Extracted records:
________

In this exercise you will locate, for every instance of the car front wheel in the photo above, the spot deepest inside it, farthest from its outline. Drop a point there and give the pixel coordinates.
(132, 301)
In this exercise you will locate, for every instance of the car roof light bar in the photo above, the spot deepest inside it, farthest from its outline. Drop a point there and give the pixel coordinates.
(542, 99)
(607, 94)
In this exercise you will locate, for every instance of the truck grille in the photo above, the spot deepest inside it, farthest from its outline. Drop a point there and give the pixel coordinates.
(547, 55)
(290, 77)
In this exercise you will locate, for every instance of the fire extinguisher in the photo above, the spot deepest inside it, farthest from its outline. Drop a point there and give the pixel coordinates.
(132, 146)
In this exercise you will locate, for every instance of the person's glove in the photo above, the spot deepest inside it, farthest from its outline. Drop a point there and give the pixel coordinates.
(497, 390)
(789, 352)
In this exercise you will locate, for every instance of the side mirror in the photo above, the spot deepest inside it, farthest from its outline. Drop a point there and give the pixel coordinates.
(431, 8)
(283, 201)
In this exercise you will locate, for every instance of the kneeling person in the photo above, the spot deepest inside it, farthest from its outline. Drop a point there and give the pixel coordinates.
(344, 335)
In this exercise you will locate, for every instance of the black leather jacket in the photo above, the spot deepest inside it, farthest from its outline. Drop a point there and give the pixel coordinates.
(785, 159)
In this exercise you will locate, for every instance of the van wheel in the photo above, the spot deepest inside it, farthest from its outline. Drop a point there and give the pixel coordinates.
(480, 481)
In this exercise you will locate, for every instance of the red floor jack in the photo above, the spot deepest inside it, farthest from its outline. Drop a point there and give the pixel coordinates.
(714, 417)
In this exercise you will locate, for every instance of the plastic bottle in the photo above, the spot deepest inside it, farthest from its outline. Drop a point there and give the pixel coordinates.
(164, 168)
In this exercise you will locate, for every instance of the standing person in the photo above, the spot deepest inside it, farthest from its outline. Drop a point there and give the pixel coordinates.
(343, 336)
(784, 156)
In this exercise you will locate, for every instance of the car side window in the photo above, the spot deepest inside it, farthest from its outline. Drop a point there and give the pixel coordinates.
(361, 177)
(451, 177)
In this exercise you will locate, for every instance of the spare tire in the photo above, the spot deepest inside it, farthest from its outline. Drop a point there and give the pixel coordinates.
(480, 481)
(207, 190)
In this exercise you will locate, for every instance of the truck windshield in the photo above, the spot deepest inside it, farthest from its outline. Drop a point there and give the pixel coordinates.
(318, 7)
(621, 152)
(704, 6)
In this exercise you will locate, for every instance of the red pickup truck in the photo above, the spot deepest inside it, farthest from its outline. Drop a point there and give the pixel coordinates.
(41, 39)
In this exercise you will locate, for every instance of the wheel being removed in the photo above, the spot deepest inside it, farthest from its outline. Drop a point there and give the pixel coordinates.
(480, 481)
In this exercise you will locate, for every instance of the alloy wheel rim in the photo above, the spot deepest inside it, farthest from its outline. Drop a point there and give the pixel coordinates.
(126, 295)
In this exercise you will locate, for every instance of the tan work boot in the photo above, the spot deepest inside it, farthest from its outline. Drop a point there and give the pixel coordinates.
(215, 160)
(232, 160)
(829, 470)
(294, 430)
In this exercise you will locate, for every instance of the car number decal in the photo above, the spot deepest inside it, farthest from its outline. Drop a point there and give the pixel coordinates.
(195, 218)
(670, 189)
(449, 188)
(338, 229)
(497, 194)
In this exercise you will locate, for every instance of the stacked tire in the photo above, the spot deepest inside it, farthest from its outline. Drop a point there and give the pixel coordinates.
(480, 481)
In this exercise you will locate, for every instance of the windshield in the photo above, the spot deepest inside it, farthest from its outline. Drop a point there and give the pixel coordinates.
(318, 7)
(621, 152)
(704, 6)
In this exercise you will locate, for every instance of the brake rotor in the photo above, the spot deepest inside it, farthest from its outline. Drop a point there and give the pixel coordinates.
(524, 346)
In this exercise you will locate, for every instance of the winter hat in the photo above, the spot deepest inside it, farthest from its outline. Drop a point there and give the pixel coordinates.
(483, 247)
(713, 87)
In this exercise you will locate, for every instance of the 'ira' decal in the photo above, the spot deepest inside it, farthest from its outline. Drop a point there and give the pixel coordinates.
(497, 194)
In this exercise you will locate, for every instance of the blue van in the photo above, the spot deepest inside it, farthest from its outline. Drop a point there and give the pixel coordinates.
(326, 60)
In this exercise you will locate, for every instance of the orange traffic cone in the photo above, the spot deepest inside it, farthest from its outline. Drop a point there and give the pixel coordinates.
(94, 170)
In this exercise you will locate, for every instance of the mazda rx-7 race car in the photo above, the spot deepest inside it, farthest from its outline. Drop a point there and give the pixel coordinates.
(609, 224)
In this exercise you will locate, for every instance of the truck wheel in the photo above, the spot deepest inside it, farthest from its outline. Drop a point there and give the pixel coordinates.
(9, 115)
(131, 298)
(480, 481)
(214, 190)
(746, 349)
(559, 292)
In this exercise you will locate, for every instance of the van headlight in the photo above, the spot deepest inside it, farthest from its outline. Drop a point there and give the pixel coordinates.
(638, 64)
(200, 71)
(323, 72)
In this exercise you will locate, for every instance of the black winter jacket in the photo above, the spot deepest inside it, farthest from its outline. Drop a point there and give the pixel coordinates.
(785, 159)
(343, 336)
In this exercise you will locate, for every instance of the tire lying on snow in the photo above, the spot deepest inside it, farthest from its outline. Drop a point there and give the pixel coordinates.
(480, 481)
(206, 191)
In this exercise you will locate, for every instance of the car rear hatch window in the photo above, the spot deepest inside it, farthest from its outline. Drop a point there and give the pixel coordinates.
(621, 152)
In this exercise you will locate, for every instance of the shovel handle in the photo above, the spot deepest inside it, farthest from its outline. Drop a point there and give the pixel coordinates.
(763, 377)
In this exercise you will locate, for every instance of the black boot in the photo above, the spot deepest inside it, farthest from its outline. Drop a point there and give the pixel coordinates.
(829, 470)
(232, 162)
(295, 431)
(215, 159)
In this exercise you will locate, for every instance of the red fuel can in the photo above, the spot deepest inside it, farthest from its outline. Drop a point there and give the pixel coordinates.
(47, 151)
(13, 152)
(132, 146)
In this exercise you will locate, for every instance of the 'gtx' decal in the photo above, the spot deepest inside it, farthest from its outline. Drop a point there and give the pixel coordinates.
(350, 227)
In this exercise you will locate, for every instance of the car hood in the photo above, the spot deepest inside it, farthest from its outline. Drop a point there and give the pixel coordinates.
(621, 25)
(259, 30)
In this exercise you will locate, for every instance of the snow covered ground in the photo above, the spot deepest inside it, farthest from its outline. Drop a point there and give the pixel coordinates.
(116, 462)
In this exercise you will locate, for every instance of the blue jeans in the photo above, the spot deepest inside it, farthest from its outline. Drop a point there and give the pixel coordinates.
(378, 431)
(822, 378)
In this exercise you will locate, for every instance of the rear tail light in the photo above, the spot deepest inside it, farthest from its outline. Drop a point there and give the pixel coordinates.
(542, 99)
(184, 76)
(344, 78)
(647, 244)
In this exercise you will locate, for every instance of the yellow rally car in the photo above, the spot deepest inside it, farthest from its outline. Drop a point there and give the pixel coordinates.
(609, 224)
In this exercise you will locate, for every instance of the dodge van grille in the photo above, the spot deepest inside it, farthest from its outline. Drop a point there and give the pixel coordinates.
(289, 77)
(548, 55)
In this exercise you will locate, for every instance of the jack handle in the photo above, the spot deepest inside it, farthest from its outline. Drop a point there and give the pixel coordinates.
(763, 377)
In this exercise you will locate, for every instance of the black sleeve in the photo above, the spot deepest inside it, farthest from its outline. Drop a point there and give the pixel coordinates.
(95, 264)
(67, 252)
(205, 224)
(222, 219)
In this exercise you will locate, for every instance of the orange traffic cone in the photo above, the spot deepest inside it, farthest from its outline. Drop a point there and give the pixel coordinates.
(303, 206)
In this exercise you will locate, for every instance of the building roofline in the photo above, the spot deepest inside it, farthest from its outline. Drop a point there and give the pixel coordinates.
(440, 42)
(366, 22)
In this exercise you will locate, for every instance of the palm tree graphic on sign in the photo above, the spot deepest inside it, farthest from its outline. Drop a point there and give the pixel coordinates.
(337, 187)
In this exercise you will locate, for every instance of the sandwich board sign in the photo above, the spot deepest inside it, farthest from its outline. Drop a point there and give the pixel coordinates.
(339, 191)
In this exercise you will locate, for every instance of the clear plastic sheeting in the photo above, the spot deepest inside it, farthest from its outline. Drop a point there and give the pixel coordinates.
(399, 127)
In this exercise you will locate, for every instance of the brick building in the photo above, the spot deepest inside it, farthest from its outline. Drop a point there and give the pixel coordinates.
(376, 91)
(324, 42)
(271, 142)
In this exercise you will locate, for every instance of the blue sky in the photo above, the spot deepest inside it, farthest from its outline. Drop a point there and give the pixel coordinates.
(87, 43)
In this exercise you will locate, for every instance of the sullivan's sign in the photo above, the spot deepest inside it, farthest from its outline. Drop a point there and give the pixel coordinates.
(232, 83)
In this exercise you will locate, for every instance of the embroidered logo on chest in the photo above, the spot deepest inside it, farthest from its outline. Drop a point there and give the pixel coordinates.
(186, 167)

________

Repeat exactly, and only, the lines of the records above, starting with the line that contains "the blue sky" and ending with the final line, both included.

In this exercise you will locate, for every instance of the blue sky in the photo above, the spot deepest inside it, farthest from its outline. Drop a point there and give the pixel coordinates.
(87, 43)
In this exercise you will locate, for every instance of the sullivan's sign in the photo above, the spot deepest inside it, farthest from its outline. Drop a point there and give the pixel coordinates.
(232, 83)
In this exercise you will locate, for every instance of the embroidered logo on chest in the photo above, the spot deepest inside it, farthest from its outline. Drop a point there and give the pixel coordinates.
(186, 167)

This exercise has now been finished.